» SÉLECTION:
○ ○ ○ ○ ○

Bruno Nestor Azérot est maire de Sainte-Marie et député de la Martinique, il fait partie de la majorité de gauche à l’assemblée nationale, mais il ne s’en est pas moins insurgé contre la loi autorisant le mariage des homosexuels. ‘
Madame la garde des Sceaux, madame le ministre, monsieur le président, chers collègues,
J’ai soutenu jusqu’à maintenant tous les projets et engagements de la gauche, mais il y a aujourd’hui une profonde confusion qui m’interpelle. La liberté de conscience et de vote qui existe au sein de mon groupe parlementaire, le GDR (1), me permet d’exprimer une voix qui est celle d’un homme libre d’ Outre-mer et j’en remercie mes collègues du Groupe dont les avis sont divers et très partagés sur ce texte. Outre-mer, en revanche, la quasi-totalité de notre population est opposée à ce projet qui bouscule toute les coutumes, toutes les valeurs sur lesquelles reposent nos sociétés ultra-marines.
Cette voix doit être entendue et comprise, et nous devons exprimer cette opinion à notre électorat qui ne comprend pas ce qui se passe ici et maintenant (applaudissement sur des bancs de droite).
Le risque est en effet grand d’un profond désenchantement vis-à-vis de la politique du gouvernement, voir d’une cassure morale irrémédiable. Car ce texte ne donne pas une liberté supplémentaire. Il fragilise le délicat édifice sur lequel se sont construites nos sociétés antillaises et guyanaises après l’abolition de l’esclavage. Il y a même, à mon sens, risque de rupture du pacte républicain qui nous lie, depuis deux siècles à la France (applaudissements sur des bancs de droite).

○ ○ ○ ○ ○

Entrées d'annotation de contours

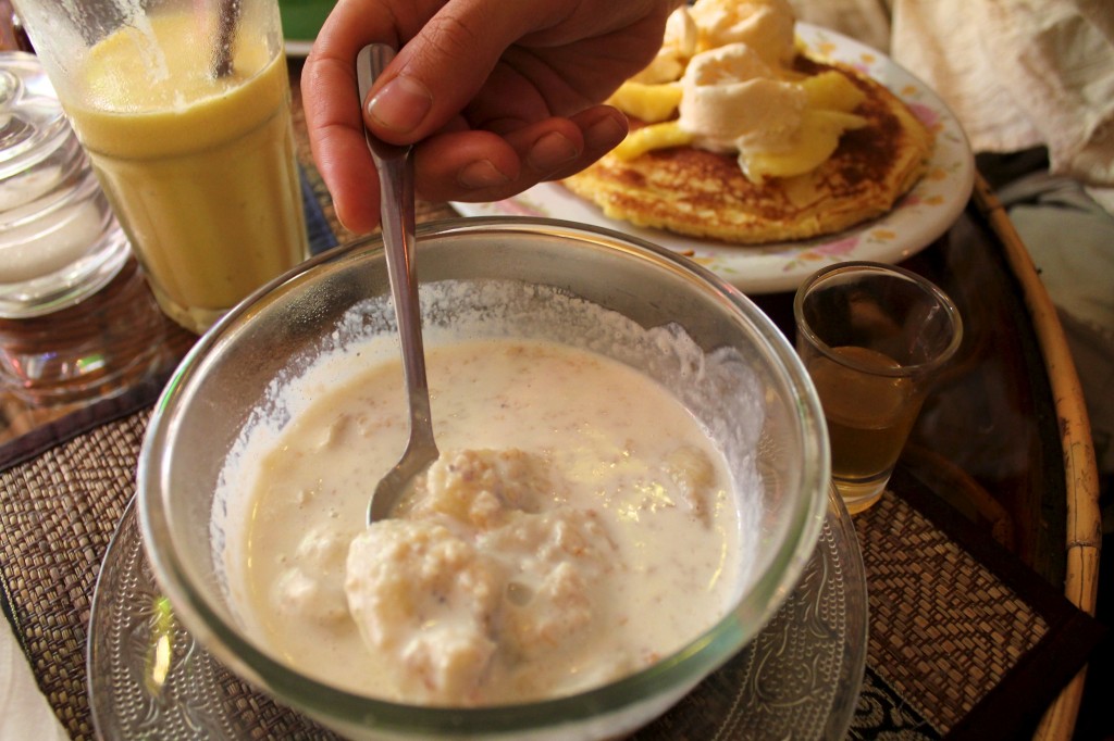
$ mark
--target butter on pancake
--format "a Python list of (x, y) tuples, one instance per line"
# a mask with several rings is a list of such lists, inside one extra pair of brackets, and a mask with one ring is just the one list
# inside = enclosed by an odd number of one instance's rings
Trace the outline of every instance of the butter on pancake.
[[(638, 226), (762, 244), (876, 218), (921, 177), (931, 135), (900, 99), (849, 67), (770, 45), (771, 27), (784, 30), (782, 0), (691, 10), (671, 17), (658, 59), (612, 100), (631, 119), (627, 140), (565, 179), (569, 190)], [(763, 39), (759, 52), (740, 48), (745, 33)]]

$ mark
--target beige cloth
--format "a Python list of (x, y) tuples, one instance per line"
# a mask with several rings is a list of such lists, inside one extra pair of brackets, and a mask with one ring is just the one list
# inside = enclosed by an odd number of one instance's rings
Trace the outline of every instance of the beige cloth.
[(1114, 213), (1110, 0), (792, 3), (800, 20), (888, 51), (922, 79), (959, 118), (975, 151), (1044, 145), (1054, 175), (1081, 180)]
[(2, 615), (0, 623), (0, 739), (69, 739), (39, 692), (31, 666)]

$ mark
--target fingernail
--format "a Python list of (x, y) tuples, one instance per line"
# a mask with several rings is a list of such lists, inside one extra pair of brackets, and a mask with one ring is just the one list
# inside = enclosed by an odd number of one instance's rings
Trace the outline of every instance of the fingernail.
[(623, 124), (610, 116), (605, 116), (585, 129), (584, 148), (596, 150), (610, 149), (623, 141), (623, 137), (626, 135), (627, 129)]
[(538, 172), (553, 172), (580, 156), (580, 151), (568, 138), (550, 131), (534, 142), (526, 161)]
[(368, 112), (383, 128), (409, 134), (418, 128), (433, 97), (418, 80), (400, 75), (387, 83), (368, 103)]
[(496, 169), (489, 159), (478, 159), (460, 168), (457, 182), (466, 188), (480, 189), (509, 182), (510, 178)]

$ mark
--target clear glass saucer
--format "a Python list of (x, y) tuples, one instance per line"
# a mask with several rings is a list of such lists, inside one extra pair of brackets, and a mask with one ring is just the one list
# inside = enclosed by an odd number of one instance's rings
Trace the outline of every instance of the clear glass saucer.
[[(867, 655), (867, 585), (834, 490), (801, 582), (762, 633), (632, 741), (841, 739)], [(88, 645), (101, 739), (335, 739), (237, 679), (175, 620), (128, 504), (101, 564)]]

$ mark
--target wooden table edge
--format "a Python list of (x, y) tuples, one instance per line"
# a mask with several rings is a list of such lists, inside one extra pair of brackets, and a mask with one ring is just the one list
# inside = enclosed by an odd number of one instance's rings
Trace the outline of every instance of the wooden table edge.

○ ○ ○ ○ ○

D'après la sélection, à quel groupe parlementaire Bruno Nestor Azérot appartient-il ?

Il appartient au groupe parlementaire GDR.